**Given problem 1:** Copy out the Homebrew guide below, everything from "Installing Xcode command" down to "installation is finished.".

**Article:**

***

Published June 15, 2021; last updated on September 10, 2021
How to install Homebrew on macOS – Full guide (2021)

Homebrew is a great way to manage packages on macOS. Arguably it is one of the best package managers out there, because it’s simple to use and offers thousands – if not more – packages with just a few simple commands. In this guide I’ll show you how to install Homebrew on macOS, so that you can get up and running immediately.

Homebrew is an app that works via the terminal. That means that there isn’t a native ‘regular’ UI like you would expect (checkout Cakebrew if you do need one). Installing Homebrew can be daunting if you do it for the first time, but, in fact, it’s nothing more than running a few commands in the right order.

Installing Xcode command line tools

In order to install Homebrew, you need the Xcode command line tools installed. If you’ve never made use of the terminal yet on your Mac, chances are that this need to be installed. Paste the following command in the terminal to install them:

xcode-select --install

If the command line tools are not yet installed, a popup will appear, asking you for permission to install the tools. Click Install and wait till the installation is finished.

***

**Supplied entries:**

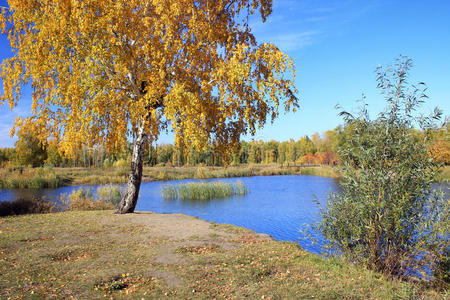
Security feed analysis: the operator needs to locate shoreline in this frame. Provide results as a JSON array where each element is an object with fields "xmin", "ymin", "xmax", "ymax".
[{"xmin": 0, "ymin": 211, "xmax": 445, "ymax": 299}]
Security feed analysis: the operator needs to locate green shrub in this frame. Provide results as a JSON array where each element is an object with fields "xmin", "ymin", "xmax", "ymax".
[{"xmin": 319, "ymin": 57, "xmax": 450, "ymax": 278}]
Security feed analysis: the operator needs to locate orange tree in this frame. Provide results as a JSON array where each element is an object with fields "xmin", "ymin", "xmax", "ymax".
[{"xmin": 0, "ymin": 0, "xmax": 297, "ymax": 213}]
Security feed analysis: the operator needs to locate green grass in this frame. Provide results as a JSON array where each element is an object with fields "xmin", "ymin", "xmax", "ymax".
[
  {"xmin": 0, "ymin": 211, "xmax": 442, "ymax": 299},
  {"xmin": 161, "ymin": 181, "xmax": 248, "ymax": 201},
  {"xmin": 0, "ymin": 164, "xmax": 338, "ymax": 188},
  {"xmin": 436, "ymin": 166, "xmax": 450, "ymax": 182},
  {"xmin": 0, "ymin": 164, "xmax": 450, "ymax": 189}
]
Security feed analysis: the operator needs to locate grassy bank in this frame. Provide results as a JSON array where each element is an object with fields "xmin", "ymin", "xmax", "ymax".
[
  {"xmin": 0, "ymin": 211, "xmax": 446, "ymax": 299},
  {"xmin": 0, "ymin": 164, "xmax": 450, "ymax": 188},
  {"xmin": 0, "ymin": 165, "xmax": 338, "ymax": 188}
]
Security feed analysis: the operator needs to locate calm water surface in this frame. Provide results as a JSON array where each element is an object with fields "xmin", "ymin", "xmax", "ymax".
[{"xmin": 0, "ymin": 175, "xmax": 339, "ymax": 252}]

***

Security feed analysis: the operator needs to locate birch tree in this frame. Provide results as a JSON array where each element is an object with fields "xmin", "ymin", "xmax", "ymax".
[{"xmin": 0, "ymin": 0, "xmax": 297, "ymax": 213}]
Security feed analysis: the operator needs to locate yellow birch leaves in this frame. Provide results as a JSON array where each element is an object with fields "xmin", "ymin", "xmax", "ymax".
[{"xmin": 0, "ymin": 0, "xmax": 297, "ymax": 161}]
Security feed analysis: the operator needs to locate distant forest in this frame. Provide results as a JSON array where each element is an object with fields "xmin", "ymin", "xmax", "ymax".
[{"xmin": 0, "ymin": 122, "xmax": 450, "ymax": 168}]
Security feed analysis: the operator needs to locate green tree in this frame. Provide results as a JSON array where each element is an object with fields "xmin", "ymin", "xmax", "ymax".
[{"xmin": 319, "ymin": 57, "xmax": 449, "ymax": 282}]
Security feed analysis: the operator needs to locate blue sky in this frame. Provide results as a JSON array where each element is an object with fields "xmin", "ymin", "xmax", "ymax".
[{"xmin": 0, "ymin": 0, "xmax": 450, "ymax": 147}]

***

**Given problem 2:** Pull out every line in the rows above that contains the string "green". Matching is case-sensitive.

**Expected output 1:**
Installing Xcode command line tools

In order to install Homebrew, you need the Xcode command line tools installed. If you’ve never made use of the terminal yet on your Mac, chances are that this need to be installed. Paste the following command in the terminal to install them:

xcode-select --install

If the command line tools are not yet installed, a popup will appear, asking you for permission to install the tools. Click Install and wait till the installation is finished.

**Expected output 2:**
Security feed analysis: the operator needs to locate green shrub in this frame. Provide results as a JSON array where each element is an object with fields "xmin", "ymin", "xmax", "ymax".
Security feed analysis: the operator needs to locate green grass in this frame. Provide results as a JSON array where each element is an object with fields "xmin", "ymin", "xmax", "ymax".
Security feed analysis: the operator needs to locate green tree in this frame. Provide results as a JSON array where each element is an object with fields "xmin", "ymin", "xmax", "ymax".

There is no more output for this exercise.